It was a daring escape: freeing a trapped slow loris — a doe-eyed creature from Borneo’s forests — from under the nose of its captives. Andrew Dodd and Christine Horn grabbed the primate and ran.

Surely Dr Seuss dreamt up the slow loris. It’s a creature that looks like a miniature sloth. It moves through the jungle canopy with an exaggerated lope and it has round dreamy eyes. Who on earth would want to lock one up in a tiny cage?

This is a story about intervening in conservation. As you’ll see, it’s full of dilemmas. We were in Borneo researching a series of stories; we did not expect to get involved like this. Hopefully we did the right thing but in truth we can’t be sure. What would you do if, like us, you came across two slow lorises huddled together in a cage two-thirds the size of a milk crate?

The law in the Malaysian state of Sarawak says no one can catch, kill, keep or eat these creatures, but in this small village — like so many others — these rules are not enforced.

The slow lorises watched us through the mesh, occasionally hiding their faces as if they were only able to take us in small doses. It was distressing to see them in such cramped conditions. As we walked away we discussed what, if anything, could be done and fairly quickly the idea formed that we could buy them and release them. It was a powerful idea and a seemingly simple one.

• [BRIEF A]:
Answer these from the slow loris passage:
(i) According to the opening, the slow loris comes from which island's forests?
(ii) Which Malaysian state has a law saying no one can catch, kill, keep or eat these creatures?
(iii) How large was the cage holding the two slow lorises, compared with a milk crate?

Rows from a point labeling set:
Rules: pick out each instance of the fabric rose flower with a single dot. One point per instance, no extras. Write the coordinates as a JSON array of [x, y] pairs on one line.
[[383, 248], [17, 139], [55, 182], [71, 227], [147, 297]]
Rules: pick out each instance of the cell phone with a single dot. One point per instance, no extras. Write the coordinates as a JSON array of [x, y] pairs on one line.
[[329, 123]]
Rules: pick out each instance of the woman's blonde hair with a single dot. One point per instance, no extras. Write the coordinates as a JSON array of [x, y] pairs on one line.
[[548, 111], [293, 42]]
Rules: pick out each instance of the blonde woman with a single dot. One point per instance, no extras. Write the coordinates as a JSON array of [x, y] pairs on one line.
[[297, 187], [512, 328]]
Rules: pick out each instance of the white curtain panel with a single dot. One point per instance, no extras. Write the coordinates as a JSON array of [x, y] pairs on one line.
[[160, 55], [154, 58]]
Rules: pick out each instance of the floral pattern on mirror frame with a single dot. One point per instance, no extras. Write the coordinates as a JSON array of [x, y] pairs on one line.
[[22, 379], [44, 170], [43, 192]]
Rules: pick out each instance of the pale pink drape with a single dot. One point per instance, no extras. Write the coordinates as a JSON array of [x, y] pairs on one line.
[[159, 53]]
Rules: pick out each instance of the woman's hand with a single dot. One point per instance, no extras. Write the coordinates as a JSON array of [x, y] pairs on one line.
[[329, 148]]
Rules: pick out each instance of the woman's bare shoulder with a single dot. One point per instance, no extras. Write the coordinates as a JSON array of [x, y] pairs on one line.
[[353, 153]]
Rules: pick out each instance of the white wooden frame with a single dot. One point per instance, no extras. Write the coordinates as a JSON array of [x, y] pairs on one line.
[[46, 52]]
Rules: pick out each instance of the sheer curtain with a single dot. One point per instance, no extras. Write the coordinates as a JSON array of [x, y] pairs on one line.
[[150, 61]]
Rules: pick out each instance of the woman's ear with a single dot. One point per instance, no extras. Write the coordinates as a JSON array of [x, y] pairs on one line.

• [BRIEF B]: List every row that contains the word "mirror", copying each one in full. Case counts.

• [ANSWER A]:
(i) Borneo
(ii) Sarawak
(iii) Two-thirds the size of a milk crate

• [ANSWER B]:
Rules: pick out each instance of the floral pattern on mirror frame with a single dot. One point per instance, no extras. Write the coordinates as a JSON array of [x, y] pairs on one line.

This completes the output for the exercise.